(Point localization data)

---

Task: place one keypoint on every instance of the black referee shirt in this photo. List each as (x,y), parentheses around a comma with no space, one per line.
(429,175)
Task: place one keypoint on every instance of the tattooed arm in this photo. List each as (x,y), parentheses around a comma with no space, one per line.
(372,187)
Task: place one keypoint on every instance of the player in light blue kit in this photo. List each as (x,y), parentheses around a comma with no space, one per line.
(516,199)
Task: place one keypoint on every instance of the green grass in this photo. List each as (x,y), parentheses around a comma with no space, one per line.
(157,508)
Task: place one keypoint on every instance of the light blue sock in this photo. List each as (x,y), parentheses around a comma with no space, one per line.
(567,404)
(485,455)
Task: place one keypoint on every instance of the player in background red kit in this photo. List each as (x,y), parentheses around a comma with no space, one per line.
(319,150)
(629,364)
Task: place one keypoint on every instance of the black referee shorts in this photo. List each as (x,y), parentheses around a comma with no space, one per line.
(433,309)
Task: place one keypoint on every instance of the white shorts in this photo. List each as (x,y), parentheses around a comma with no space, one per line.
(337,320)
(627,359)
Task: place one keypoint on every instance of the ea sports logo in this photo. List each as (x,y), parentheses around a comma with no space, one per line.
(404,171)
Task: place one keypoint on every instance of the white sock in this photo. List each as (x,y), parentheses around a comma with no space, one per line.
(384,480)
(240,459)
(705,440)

---

Work task: Copy exactly the line that contains "player in background" and every line after it, up to and including the last line of the records.

Answer space:
Task: place one keypoint on every instance of the player in background red kit in this photo. List each as (x,y), parentheses around a comma with no space, one per line.
(319,150)
(629,364)
Task: place one keypoint on every instance of the black referee shorts in this photo. List each as (x,y), parentheses around a comma with no space, one per line.
(433,309)
Task: place one keypoint on every instance of the white shorts in this photo. List each as (x,y), parentheses around a comma with no space, one per line.
(337,320)
(627,359)
Task: place one keypoint on every instance of the ea sports logo in this photo. List each as (x,y), parentheses around a comma with no space, one per line.
(404,171)
Task: place one keypoint on every instance of the white sock in this photo. List each as (x,y), parentheses around a comma with no space, one per line.
(384,480)
(240,459)
(705,440)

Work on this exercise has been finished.